Text provided:
=-=-=
Similar to the baseline period, the results of postischemic period showed that DOX perfusion reduced cardiac function parameters including RPP, HR, and CF compared with control. These results showed an exacerbation of cardiac I/R injury following DOX perfusion. This was consistent with previous reports indicating DOX-induced cardiotoxicity and exacerbated cardiac I/R injury (24,25). Based on previous reports, several mechanism are responsible for cardiotoxicity of DOX, including increased reactive oxygen species (ROS), inhibition of oxidative phosphorylation (26-29), mitochondrial dysfunction, and induction of mitochondrial permeability transition pore (MPTP) opening (8, 25, 29, 30).

The perfusion of paracetamol before and after the ischemic period improved cardiac function parameters in the DOX+APAP group at the end of reperfusion. According to the results, the values of RPP and CF in the DOX+APAP group not only reached the control state but were also significantly higher than those in the DOX group. Improvement in these parameters shows the preventive role of APAP against DOX-induced cardiotoxicity. As represented in Figure 5, the LDH concentration in DOX group was significantly higher than that in other groups, thus revealing an exacerbation of cardiac ischemic injury due to DOX perfusion. On the other hand, the LDH concentration reduced in the DOX+APAP group and was even significantly lower than that in the DOX group. These results represent the cardioprotective effect of APAP against the adverse effects of DOX in ischemia reperfusion condition. Previous studies have also reported the positive effects of APAP in cardiac function in other models (11, 12, 14). For example, the cardioprotective effect of both chronic and acute acetaminophen treatment (0.35 mM) following I/R in an isolated perfused guinea pig myocardium have been previously reported (11,12). Another study has demonstrated that APAP perfusion can protect the heart against I/R injury by antioxidant properties (14). It has also been reported that acetaminophen mediates the attenuation of both hydroxyl radicals and peroxynitrite production following I/R (13,14), inhibits MPTP opening and mitochondrial swelling following myocardial I/R (19), and inhibits lipid peroxidation (31,32). The overall protective effects of APAP against DOX-induced cardiotoxicity are probably due to its effects on antioxidant capacity.
=-=-=
Record extracts:
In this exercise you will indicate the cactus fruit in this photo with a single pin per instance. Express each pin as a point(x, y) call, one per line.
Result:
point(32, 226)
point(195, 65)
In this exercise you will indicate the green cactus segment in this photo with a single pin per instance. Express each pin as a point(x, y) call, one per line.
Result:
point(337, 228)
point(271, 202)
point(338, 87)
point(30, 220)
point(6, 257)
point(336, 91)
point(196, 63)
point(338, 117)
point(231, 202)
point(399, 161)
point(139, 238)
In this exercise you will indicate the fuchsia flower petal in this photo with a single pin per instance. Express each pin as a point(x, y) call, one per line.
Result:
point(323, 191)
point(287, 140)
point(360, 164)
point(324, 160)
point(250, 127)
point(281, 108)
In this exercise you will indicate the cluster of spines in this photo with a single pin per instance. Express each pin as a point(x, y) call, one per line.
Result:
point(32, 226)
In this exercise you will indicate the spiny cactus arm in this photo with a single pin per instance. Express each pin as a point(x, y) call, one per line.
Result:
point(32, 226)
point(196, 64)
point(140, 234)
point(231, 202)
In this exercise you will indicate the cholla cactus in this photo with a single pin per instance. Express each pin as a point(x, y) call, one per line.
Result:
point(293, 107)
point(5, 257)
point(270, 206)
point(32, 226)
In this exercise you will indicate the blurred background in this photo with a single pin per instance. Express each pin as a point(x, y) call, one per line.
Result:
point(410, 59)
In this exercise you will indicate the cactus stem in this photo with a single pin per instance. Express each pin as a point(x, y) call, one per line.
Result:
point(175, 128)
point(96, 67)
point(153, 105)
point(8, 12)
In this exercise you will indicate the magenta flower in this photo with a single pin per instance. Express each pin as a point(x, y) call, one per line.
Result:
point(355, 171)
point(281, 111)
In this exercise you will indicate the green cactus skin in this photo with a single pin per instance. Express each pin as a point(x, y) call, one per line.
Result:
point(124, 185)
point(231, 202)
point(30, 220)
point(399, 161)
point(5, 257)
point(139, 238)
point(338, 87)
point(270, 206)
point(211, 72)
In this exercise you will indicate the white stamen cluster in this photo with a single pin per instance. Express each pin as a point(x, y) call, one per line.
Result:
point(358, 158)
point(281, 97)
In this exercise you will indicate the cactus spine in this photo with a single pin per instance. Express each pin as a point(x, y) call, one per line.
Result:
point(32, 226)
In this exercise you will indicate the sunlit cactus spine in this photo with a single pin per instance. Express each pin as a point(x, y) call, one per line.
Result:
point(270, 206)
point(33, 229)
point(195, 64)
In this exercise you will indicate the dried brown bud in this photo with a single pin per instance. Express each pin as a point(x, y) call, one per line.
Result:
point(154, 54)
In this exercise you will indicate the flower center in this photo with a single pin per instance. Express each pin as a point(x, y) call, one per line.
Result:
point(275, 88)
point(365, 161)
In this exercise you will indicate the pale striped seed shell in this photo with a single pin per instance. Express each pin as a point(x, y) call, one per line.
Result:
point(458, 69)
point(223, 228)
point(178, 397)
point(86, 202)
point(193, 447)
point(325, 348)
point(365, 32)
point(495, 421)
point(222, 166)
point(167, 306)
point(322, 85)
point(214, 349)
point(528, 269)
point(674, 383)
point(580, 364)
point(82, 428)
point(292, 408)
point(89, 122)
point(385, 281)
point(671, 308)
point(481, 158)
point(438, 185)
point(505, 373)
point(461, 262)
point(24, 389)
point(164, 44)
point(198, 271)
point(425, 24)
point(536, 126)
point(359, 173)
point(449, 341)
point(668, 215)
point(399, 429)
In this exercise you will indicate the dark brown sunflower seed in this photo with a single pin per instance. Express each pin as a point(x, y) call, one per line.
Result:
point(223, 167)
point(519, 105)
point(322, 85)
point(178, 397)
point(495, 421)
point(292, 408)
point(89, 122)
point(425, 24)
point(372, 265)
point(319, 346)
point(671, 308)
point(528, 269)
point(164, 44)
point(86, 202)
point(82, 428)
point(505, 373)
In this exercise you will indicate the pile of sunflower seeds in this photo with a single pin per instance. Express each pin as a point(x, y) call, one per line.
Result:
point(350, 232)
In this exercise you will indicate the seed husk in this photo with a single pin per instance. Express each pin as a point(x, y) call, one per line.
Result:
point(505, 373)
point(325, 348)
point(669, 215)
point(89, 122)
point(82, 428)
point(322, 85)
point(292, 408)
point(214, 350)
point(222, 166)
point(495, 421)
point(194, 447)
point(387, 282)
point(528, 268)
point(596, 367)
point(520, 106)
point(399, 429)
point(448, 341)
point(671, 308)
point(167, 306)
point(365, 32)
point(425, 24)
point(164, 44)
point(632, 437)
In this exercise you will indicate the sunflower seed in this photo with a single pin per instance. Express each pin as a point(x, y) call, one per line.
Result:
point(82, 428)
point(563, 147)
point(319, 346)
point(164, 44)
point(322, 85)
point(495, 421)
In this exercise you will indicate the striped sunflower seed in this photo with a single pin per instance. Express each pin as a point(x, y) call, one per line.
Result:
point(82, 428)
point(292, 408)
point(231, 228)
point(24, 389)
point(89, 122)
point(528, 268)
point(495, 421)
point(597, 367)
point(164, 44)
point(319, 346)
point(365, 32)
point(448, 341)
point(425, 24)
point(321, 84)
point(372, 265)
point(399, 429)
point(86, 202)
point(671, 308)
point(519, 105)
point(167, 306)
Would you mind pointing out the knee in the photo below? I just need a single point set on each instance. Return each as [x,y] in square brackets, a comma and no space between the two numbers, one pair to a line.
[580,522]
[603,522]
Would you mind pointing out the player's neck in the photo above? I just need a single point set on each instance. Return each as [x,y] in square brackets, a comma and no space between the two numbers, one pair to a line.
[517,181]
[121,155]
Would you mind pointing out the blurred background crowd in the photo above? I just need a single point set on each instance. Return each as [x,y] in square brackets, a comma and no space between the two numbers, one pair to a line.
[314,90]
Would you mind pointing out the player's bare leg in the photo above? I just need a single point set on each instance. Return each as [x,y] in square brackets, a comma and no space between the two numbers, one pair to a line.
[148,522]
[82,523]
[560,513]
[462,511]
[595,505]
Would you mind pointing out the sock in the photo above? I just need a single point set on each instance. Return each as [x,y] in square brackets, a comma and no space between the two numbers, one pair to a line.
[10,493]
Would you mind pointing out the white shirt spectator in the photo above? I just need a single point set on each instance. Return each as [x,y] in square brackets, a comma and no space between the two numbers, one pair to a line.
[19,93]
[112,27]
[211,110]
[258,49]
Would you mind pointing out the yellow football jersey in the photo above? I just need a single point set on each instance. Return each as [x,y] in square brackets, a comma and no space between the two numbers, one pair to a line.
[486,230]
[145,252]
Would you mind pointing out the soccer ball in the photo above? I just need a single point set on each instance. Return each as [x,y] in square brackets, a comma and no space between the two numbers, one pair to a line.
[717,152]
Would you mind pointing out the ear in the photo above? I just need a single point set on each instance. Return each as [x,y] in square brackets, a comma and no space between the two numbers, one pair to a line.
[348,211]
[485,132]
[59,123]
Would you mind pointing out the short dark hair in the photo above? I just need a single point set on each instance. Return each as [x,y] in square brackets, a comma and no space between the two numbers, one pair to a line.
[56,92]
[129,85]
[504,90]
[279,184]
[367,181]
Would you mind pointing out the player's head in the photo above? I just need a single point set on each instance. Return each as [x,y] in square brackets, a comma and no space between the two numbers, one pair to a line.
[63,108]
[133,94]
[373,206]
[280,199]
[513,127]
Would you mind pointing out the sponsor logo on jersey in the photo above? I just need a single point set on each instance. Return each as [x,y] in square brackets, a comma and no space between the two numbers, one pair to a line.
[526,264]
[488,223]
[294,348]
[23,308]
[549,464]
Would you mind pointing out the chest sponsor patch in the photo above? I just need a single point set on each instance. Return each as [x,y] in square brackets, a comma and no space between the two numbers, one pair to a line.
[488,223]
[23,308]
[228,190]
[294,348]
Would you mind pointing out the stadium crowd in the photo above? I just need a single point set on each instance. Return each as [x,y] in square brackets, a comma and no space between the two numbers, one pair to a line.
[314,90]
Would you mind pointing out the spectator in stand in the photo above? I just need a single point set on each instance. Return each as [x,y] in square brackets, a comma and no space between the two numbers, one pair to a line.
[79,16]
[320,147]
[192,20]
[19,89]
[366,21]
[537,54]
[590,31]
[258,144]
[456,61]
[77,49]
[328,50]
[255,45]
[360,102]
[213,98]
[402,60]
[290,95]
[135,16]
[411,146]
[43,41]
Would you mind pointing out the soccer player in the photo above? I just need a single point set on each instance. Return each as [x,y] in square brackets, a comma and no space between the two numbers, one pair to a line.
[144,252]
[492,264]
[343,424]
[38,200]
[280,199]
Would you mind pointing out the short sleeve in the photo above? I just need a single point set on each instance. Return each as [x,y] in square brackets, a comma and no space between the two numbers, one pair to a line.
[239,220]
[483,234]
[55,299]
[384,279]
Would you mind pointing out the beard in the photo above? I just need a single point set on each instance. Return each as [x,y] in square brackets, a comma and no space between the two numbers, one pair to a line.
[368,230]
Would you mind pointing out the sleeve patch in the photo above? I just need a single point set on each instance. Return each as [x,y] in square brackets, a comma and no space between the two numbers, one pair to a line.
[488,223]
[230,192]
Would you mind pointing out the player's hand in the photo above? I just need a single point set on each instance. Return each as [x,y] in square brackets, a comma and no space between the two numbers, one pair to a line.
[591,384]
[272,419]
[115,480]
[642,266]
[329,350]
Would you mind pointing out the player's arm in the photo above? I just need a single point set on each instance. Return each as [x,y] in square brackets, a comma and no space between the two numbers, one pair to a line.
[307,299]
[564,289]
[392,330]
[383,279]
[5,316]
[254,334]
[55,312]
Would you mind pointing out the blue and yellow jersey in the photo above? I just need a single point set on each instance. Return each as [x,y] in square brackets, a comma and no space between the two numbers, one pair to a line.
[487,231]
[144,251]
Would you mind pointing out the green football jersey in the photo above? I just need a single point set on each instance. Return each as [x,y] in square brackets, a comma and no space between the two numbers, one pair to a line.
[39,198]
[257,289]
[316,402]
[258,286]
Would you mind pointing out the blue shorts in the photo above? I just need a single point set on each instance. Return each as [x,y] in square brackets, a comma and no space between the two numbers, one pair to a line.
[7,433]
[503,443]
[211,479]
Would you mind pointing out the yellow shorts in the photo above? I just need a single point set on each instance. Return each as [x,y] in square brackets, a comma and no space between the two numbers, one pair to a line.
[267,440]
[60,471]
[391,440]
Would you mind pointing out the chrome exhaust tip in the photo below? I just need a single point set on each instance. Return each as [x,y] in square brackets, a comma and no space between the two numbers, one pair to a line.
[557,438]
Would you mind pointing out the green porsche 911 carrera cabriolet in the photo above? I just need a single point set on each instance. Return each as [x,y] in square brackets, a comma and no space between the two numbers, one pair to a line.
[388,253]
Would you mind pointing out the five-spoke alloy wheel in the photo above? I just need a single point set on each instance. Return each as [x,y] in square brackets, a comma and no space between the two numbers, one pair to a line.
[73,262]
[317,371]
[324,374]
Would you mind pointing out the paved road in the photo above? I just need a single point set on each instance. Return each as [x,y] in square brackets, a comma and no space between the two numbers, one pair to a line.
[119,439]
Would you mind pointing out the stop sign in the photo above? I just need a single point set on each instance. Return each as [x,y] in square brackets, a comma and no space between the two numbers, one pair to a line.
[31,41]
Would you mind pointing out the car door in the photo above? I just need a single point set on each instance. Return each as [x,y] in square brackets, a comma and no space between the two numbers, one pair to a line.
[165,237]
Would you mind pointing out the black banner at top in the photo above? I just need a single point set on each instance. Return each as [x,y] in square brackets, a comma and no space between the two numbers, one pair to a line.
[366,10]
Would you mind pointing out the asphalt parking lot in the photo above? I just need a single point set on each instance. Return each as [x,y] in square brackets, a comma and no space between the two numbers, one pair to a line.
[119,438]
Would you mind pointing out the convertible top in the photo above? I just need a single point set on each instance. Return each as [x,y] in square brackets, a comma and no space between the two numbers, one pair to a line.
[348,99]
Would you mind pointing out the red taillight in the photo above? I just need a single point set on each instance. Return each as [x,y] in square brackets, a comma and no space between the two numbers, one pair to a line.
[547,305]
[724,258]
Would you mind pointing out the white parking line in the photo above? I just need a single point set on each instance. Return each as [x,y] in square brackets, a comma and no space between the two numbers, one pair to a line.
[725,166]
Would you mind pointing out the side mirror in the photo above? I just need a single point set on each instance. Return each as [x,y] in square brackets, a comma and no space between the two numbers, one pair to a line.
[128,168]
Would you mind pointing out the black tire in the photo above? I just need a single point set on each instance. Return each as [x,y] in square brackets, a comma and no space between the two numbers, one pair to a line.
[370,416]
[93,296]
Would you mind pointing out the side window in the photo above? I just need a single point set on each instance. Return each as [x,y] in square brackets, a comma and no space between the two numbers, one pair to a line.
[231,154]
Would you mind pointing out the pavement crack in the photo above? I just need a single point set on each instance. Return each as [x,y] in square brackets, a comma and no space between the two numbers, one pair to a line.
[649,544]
=-=-=
Required tasks:
A: In the passage on paracetamol and DOX cardiotoxicity, what acetaminophen concentration was used in the reported isolated perfused guinea pig myocardium treatment?
B: Which mechanisms does the passage on paracetamol and DOX cardiotoxicity name as responsible for the cardiotoxicity of DOX?

Solutions in order:
A: 0.35 mM

B: Increased reactive oxygen species (ROS), inhibition of oxidative phosphorylation, mitochondrial dysfunction, and induction of mitochondrial permeability transition pore (MPTP) opening.